CHALLENGE —
From the records below, copy out every line that contains the word "bowl".

+++

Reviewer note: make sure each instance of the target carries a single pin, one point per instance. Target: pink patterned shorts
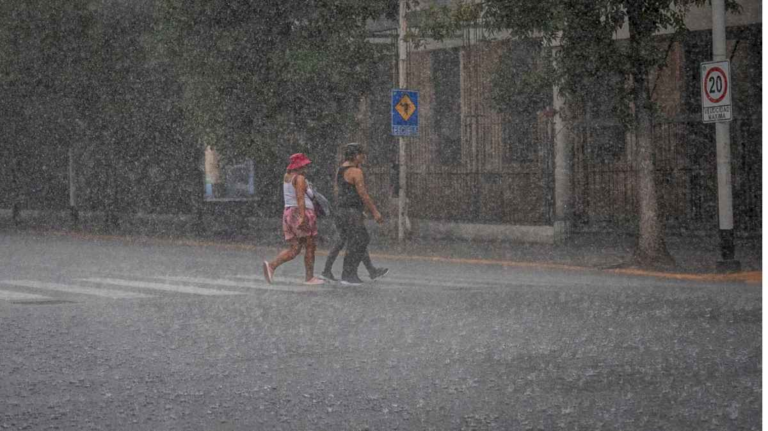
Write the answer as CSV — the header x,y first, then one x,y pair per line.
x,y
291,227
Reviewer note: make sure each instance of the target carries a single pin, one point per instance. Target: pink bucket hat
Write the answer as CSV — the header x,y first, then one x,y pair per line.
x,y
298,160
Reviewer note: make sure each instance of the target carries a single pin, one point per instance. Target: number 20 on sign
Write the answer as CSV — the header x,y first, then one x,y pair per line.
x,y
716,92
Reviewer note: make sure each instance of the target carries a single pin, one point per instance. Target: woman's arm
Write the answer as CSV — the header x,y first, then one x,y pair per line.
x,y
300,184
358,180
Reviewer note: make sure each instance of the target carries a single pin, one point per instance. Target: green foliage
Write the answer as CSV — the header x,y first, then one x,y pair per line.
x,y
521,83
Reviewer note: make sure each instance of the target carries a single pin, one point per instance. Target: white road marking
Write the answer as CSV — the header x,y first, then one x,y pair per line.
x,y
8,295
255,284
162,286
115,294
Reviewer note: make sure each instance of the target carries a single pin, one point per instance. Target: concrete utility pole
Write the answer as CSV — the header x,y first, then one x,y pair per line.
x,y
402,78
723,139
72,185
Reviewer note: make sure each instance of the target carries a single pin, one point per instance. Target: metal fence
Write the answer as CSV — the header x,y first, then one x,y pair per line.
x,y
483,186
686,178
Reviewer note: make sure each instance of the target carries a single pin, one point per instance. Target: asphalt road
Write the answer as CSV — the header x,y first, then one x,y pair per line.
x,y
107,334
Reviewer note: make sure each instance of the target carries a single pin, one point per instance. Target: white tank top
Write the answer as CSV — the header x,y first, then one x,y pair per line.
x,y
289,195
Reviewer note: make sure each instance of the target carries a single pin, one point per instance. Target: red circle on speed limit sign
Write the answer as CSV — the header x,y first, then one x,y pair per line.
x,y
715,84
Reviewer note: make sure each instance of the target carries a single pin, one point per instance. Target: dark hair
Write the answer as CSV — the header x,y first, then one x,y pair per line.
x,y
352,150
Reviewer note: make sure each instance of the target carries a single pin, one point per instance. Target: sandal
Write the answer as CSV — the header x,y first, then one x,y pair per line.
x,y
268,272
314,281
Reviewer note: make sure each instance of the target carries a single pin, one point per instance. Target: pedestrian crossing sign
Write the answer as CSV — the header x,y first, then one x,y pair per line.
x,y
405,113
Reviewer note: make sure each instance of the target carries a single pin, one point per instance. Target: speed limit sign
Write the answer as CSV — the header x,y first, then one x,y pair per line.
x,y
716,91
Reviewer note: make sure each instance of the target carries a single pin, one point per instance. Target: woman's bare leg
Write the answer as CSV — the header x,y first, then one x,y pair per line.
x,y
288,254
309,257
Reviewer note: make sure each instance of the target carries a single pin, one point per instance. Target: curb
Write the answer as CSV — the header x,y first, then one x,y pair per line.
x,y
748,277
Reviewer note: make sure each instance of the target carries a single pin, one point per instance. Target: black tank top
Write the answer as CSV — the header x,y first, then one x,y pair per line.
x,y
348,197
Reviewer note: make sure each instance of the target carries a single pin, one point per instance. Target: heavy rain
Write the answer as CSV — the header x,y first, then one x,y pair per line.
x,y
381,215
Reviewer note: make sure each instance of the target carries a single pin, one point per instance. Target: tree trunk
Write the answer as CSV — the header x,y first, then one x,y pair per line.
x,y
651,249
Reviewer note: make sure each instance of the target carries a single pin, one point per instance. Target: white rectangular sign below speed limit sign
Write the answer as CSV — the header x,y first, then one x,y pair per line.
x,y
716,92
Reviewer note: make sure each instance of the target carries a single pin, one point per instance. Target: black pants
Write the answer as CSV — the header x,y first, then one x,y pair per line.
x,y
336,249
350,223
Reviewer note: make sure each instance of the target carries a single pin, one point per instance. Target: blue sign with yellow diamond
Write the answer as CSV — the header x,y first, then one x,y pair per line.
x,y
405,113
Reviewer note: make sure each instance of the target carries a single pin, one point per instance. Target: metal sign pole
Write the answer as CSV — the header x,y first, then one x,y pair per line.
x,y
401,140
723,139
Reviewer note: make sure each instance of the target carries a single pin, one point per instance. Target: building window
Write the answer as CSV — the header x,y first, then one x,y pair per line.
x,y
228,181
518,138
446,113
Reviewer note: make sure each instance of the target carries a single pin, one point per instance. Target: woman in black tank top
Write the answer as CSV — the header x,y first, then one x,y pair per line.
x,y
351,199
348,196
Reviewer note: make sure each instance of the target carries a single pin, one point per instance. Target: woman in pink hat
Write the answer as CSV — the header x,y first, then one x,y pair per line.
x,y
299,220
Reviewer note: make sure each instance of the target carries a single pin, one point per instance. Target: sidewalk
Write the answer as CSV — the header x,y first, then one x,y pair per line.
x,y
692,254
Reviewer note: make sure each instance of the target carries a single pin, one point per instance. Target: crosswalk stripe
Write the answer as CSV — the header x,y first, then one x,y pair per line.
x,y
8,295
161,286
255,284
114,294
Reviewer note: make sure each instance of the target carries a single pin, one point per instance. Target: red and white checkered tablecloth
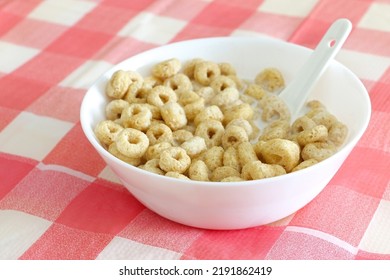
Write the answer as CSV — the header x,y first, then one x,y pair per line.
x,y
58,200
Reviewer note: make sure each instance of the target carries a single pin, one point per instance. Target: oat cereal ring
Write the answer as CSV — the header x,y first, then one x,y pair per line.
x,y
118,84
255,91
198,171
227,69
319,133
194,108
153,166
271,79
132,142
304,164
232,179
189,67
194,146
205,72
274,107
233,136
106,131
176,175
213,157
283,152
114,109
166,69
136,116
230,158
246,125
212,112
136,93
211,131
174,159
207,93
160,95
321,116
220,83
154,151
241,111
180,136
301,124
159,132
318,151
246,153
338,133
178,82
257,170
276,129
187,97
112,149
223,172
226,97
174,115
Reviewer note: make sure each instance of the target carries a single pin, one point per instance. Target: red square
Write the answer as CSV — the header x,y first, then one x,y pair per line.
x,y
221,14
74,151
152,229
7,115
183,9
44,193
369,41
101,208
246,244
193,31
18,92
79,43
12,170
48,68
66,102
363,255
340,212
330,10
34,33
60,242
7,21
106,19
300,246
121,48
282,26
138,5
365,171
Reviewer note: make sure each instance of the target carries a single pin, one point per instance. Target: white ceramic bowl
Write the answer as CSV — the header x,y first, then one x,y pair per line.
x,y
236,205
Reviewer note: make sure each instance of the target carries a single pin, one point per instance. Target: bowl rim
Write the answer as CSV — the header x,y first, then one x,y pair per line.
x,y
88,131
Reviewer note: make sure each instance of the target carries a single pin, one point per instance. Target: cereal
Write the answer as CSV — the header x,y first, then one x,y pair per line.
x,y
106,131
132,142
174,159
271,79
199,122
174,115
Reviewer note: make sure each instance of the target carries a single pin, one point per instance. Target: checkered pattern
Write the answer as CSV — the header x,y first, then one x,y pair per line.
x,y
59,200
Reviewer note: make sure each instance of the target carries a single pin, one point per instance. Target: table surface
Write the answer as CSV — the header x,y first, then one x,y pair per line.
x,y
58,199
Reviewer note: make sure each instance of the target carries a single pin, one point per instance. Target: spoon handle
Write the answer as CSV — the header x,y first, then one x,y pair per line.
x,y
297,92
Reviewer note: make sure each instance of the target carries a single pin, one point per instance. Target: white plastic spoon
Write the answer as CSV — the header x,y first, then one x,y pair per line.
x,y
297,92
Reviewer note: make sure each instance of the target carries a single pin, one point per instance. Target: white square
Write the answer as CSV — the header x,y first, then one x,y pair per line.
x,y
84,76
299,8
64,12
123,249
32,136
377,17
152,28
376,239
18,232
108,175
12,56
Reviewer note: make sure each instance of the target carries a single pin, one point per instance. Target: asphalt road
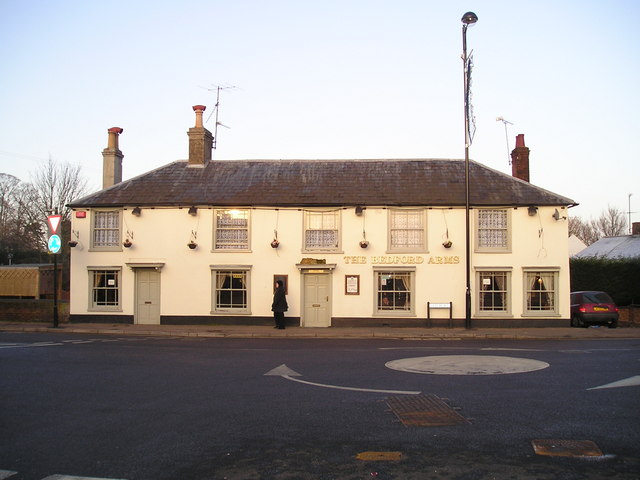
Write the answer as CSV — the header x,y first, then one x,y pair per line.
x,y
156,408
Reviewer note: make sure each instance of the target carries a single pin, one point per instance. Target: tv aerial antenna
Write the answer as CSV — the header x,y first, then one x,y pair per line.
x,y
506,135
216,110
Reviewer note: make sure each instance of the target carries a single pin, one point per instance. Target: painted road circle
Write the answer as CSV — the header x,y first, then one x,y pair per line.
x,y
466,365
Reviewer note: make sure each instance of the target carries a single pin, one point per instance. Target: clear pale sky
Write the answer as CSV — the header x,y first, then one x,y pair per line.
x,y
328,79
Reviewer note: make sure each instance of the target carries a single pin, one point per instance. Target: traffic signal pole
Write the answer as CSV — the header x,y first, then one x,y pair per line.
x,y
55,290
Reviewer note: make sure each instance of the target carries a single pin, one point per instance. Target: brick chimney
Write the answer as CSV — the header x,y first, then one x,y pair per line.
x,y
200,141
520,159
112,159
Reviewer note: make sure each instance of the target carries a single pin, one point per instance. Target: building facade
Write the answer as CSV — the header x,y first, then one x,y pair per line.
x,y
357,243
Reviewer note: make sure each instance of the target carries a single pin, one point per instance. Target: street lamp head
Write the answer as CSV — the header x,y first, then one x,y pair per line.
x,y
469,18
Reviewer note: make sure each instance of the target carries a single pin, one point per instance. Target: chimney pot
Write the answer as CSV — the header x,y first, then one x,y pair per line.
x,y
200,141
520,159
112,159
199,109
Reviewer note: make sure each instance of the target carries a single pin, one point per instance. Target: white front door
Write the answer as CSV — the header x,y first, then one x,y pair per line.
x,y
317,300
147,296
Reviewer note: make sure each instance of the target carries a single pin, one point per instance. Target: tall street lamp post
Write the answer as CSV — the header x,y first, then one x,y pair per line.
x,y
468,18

+++

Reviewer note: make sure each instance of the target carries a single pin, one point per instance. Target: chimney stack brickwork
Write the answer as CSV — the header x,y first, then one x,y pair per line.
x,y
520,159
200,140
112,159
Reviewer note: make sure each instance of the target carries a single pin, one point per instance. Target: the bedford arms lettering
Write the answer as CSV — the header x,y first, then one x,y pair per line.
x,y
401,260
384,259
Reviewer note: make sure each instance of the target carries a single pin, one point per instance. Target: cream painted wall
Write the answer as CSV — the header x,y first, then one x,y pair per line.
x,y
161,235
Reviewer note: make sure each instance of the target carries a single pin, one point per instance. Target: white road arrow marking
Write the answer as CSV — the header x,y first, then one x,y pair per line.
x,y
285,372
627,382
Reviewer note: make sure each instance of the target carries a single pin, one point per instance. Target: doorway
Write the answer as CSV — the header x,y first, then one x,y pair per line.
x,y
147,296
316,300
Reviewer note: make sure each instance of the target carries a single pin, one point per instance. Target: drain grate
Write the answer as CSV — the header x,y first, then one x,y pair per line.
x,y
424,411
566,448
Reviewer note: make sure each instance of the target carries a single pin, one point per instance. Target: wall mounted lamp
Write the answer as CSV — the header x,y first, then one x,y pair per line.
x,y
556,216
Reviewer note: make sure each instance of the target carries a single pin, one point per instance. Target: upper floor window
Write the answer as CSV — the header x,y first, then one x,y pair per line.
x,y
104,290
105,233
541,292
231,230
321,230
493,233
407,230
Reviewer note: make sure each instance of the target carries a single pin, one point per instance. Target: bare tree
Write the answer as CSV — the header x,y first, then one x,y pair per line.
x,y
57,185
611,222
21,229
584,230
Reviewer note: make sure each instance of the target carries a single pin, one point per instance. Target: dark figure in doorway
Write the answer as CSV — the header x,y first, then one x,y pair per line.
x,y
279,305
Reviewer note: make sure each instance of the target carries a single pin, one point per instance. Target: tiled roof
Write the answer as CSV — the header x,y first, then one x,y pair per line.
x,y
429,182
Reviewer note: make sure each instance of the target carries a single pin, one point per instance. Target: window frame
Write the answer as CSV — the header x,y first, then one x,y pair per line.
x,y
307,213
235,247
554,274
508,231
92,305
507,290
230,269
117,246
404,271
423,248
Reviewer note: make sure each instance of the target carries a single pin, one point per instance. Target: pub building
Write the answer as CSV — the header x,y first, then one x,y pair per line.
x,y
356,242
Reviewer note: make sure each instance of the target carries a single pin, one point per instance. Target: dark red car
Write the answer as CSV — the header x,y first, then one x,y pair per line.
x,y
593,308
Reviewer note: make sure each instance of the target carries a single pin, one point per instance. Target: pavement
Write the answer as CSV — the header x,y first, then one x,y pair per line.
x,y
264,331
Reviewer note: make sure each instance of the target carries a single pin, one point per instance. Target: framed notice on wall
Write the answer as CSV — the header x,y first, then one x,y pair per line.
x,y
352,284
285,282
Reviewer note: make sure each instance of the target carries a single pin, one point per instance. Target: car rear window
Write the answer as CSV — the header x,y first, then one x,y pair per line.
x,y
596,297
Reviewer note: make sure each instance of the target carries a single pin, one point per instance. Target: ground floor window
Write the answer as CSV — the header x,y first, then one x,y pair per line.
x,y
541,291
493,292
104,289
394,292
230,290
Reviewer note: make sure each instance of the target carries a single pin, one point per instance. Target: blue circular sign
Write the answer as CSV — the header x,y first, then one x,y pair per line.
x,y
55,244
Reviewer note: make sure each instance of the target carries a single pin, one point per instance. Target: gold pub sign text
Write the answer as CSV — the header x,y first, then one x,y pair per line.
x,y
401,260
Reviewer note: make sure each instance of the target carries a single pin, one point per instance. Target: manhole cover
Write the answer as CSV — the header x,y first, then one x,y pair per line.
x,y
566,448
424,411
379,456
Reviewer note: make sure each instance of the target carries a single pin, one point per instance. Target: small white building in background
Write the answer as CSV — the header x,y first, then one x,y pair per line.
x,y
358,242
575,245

+++

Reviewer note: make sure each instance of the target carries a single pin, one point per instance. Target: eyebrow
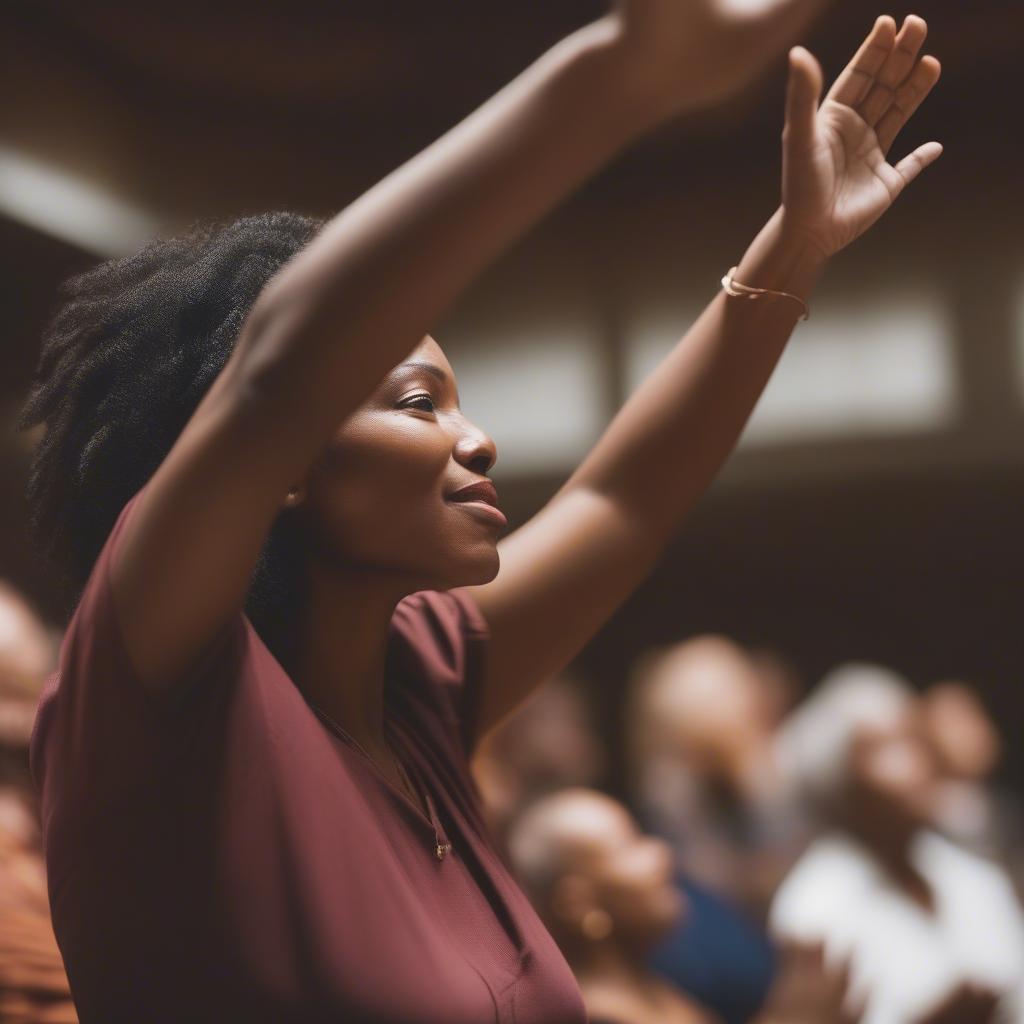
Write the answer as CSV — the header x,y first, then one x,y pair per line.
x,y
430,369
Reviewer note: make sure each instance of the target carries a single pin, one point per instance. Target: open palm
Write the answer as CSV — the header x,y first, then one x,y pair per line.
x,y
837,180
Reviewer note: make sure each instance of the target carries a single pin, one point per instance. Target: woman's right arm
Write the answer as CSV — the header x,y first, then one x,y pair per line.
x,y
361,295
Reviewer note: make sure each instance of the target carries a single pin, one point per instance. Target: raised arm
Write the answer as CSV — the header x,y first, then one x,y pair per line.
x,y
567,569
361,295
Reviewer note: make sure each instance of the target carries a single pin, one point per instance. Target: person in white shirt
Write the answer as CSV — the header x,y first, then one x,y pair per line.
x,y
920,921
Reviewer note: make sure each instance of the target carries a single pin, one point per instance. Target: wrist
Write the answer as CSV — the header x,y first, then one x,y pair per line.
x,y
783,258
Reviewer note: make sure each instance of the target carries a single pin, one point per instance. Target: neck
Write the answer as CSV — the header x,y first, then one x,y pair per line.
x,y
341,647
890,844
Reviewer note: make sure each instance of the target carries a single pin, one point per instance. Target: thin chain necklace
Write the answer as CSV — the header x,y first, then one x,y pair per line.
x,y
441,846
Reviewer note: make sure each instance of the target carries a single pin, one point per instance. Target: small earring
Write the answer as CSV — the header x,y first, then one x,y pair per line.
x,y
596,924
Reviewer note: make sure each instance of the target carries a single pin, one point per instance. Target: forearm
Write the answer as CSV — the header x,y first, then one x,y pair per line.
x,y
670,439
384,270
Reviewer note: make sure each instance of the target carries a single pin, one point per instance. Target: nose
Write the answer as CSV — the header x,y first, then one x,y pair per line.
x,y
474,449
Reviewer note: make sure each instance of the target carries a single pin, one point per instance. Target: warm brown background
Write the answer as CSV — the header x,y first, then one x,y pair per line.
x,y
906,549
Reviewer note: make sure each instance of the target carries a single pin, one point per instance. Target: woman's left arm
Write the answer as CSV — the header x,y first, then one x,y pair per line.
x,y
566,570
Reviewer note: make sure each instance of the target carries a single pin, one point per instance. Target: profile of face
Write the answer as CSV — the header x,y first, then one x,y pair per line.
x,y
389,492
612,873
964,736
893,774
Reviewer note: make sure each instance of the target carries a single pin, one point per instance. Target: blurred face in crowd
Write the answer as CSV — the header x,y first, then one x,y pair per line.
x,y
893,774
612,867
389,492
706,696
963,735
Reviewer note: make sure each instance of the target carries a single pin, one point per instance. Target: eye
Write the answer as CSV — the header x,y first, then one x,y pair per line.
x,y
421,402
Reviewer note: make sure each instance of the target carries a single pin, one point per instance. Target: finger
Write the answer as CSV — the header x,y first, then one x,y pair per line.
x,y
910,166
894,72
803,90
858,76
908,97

+++

THE COMPLETED TASK —
Reviewer note: make sure each instance of the target carries a single pin, one point per instance. Target: white ceramic bowl
Reviewer note: make sure each instance of the target carries a single pin, one point per instance. Target: bowl rim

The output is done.